# Document excerpt
•••
Previous research suggests that aspirin may reduce the risk of fragility fractures by delaying bone loss, but the direct effects of aspirin on bone microarchitecture and the association between aspirin use and fracture risk in humans has not been explored, corresponding author Anna L. Barker, PhD, and colleagues wrote in their paper published in JAMA Internal Medicine.
Dr. Barker, who is executive director of research and innovation for Silverchain (a senior care program), said, in an interview, that she and her coauthors hypothesized “that aspirin could reduce both falls and fractures by reducing cardiovascular-associated physical and cognitive impairments and the anti-inflammatory properties mediating bone remodeling.”
Study methods and results
In the ASPREE-FRACTURE substudy, the authors examined the impact of daily low-dose aspirin (100 mg) on incidence of any fracture in more than 16,000 community-dwelling adults aged 70 years and older. A secondary endpoint was the incidence of serious falls, defined as falls requiring a hospital visit. Individuals with chronic illness and cardiovascular or cerebrovascular disease were excluded, as were those with dementia or other cognitive impairment, or a physical disability.
The study population included 16,703 participants enrolled in the larger Aspirin in Reducing Events in the Elderly (ASPREE) clinical trial between 2010 and 2014. Of these, 8,322 were randomized to aspirin and 8,381 to a placebo. The median age was 74 years, and 55% of the participants were women.
Over a median follow-up of 4.6 years (76,219 total person-years), the risk of first fracture was similar between the aspirin and placebo groups (hazard ratio, 0.97), but the risk of serious falls was significantly higher in the aspirin group (884 falls vs. 804 falls, P = .01).
The incidence of first fracture was similar between the aspirin and placebo groups (813 vs. 718), as was the incidence of all fractures (1,394 and 1,471, respectively).
•••
Dataset entries
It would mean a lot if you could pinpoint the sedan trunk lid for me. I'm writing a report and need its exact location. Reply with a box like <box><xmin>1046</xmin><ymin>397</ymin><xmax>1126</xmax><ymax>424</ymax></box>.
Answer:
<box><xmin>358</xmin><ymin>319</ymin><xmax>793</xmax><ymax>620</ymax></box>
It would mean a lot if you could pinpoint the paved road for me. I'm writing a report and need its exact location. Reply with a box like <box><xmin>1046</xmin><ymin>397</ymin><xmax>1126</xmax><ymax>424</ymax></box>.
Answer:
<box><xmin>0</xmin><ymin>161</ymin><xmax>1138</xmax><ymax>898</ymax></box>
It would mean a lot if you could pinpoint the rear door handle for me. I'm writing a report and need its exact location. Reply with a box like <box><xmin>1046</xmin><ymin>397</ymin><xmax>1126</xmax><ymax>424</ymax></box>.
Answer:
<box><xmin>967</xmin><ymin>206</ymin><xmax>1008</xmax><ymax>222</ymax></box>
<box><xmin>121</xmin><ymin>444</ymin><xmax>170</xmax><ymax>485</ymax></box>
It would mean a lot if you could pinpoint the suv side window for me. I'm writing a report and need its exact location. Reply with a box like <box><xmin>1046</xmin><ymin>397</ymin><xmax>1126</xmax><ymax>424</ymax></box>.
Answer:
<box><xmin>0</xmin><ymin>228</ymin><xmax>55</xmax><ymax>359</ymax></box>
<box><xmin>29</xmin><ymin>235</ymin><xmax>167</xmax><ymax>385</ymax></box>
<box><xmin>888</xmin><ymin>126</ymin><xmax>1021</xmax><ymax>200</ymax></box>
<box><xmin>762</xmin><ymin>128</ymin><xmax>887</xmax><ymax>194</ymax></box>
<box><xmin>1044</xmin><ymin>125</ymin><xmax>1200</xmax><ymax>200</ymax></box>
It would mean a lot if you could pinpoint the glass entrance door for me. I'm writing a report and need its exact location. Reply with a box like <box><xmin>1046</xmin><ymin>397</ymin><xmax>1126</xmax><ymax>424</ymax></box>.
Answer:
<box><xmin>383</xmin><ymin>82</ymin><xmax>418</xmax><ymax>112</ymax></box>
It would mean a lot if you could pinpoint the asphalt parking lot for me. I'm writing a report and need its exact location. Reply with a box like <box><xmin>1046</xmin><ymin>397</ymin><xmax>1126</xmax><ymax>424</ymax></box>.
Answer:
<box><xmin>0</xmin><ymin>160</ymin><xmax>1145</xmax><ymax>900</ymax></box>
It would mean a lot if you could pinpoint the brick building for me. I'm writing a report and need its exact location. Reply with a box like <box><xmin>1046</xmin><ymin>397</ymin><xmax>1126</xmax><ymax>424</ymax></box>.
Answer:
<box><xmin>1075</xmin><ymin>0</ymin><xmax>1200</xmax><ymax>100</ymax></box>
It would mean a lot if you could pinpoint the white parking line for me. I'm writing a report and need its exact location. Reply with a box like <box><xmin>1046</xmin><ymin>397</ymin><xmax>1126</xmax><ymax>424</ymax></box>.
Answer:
•••
# Required actions
• 1. According to the aspirin study text, what was the median follow-up period?
• 2. Copy the aspirin study text word for word, from "The study population" up to and including "participants were women.".

# Written answers
• 1. 4.6 years

• 2.
The study population included 16,703 participants enrolled in the larger Aspirin in Reducing Events in the Elderly (ASPREE) clinical trial between 2010 and 2014. Of these, 8,322 were randomized to aspirin and 8,381 to a placebo. The median age was 74 years, and 55% of the participants were women.